Trump announces “mission aborted” in Syria – Paul Salem

In a speech on Thursday, President Donald Trump reversed his administration’s policy on Syria, declaring “we’re coming out of Syria very soon. Let the other people take care of it now.”

The administration’s policy, until yesterday, had been enunciated by Secretary of State Rex Tillerson in mid-January, and had been premised on an open-ended military presence in northeastern Syria with the multiple aims of maintaining the fight against ISIS and al-Qaeda, pushing back Iranian influence, leveraging for a political solution in Syria, and helping create conditions for the return of refugees.

The policy reversal will come as great news for ISIS and al-Qaeda, as well as for the Assad regime, Hezbollah, Tehran and Moscow; and terrible news for America’s allies in the region, as well as the Kurdish-Arab forces that fought ISIS with American backing.

Trump had criticized President Barack Obama for withdrawing too soon from Iraq and allowing the surge of ISIS; but Trump risks doing exactly the same in Syria, where neither ISIS nor al-Qaeda have been defeated. Trump’s reversal also runs directly counter to the policy orientation of his two new foreign policy picks, Mike Pompeo and John Bolton. Both prioritize a strong pushback against Iran. But Trump’s announcement eliminates a key leverage point against Iran, and cedes Syria to “the other people” that will “take care of it now.”

Work to complete:
a – Decide whether each statement agrees with the article on Trump's Syria reversal, answering yes or no and quoting the deciding words: (i) The earlier policy was set out by Rex Tillerson in mid-January. (ii) ISIS has been defeated in Syria. (iii) Mike Pompeo and John Bolton both prioritize a strong pushback against Iran.
b – Reproduce word for word the part of the article on Trump's Syria reversal that opens with the words "The policy reversal" and closes with "with American backing.".
c – Carry on the article on Trump's Syria reversal from the point where it stops.
The stored items are separate material with no connection to the article on Trump's Syria reversal.

[Stored items]
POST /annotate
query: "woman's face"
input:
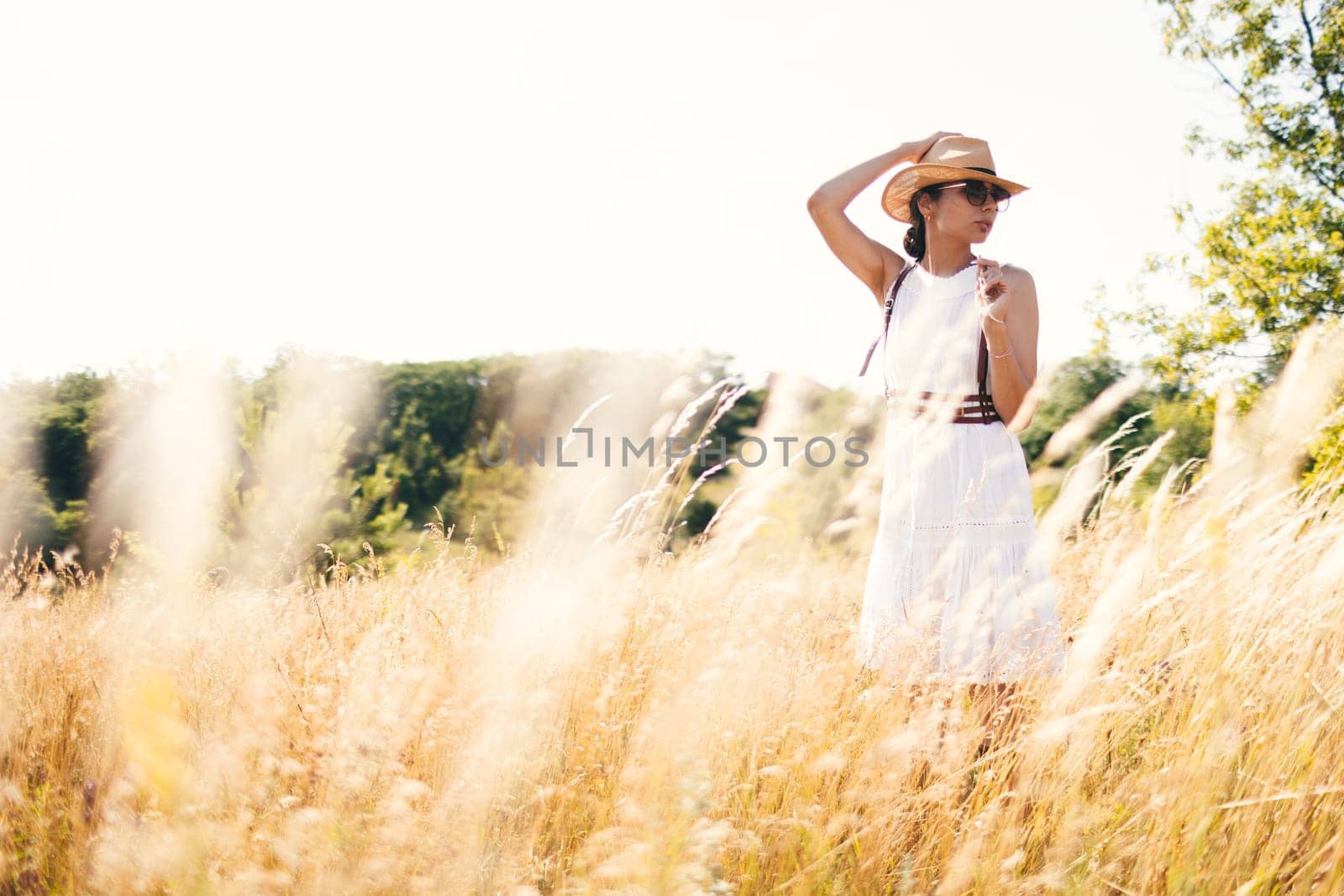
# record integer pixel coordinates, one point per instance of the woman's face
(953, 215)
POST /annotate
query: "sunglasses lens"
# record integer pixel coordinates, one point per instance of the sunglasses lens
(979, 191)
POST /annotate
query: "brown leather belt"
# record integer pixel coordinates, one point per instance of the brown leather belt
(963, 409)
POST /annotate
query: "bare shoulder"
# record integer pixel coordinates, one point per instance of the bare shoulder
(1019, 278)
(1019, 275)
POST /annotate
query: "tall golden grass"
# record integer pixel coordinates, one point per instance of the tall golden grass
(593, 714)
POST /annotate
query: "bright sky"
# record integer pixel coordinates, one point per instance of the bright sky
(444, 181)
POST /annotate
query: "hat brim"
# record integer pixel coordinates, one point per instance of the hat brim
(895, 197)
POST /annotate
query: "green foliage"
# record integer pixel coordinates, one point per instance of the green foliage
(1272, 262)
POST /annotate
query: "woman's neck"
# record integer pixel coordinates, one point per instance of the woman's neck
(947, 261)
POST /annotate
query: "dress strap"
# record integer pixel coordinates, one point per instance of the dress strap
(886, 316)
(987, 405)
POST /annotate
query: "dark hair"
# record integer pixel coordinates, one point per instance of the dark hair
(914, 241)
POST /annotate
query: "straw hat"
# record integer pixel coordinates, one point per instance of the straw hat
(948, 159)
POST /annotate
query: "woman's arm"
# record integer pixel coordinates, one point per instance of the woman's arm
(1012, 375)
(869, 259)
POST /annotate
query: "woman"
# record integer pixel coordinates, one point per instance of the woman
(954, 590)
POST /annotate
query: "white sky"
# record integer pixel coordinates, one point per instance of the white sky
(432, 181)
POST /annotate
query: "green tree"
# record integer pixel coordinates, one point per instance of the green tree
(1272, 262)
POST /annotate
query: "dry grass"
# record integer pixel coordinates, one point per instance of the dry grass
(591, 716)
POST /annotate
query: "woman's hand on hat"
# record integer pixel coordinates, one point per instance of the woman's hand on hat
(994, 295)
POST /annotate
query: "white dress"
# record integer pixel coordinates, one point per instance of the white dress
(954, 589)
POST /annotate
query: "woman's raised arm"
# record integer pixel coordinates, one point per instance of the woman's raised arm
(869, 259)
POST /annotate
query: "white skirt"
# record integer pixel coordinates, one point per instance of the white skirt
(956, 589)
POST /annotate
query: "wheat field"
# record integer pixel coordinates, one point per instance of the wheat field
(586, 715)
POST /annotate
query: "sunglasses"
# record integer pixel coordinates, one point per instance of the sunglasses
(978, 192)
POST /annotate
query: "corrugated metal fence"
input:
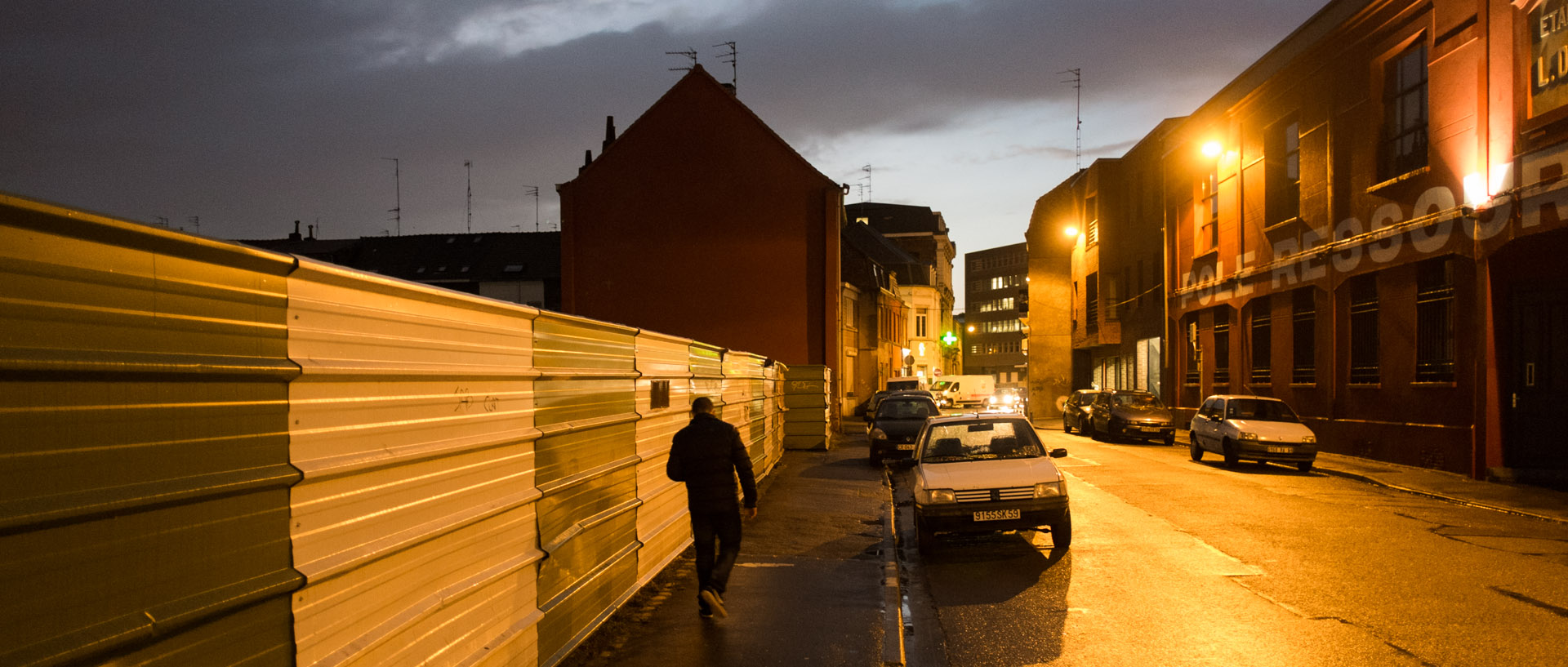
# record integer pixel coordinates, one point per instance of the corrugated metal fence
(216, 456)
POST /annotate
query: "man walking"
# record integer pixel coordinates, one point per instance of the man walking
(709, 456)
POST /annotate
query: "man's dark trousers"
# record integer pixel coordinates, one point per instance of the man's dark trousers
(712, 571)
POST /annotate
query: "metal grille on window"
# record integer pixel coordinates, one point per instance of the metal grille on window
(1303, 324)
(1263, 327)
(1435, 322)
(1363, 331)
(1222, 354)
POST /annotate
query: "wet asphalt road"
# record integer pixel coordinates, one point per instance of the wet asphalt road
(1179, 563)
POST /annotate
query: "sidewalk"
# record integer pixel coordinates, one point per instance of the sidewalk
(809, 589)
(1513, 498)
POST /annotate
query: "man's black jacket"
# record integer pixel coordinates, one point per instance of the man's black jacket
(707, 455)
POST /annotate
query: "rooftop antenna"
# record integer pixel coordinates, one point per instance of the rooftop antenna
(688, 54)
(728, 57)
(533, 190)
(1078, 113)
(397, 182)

Answers below:
a –
(i) Yes: "had been enunciated by Secretary of State Rex Tillerson in mid-January"
(ii) No: "where neither ISIS nor al-Qaeda have been defeated"
(iii) Yes: "Both prioritize a strong pushback against Iran."

b –
The policy reversal will come as great news for ISIS and al-Qaeda, as well as for the Assad regime, Hezbollah, Tehran and Moscow; and terrible news for America’s allies in the region, as well as the Kurdish-Arab forces that fought ISIS with American backing.

c –
Trump’s about-face in Syria also puts the U.S. presence in Iraq under pressure. Iran doesn’t want a lasting U.S. presence there, and now has more incentive to test the president’s resolve. 

Bomb attack may threaten entire U.S. Syria mission – Charles Lister

According to the U.S. Department of Defense, two counter-ISIS coalition servicemen, including an American, were killed and five others wounded in an improvised explosive device attack overnight in Syria. Although the DOD withheld the location of the attack, the announcement coincided with reports of a bombing in Manbij, a town in northern Syria held by the U.S. and its Kurdish-led partners, the Syrian Democratic Forces (SDF).

Manbij is currently at the center of a bitter dispute with Turkey, which opposes the presence of Kurdish forces and has repeatedly threatened to recapture the town by force. Turkish-backed opposition forces have also been accused of several recent assassinations and attempted assassinations targeting prominent figures involved in mediating between Arabs and Kurds in Syria’s north. Intensive negotiations are due to resume today between senior American and Turkish officials to resolve extant issues in northern Syria, including the fate of Manbij.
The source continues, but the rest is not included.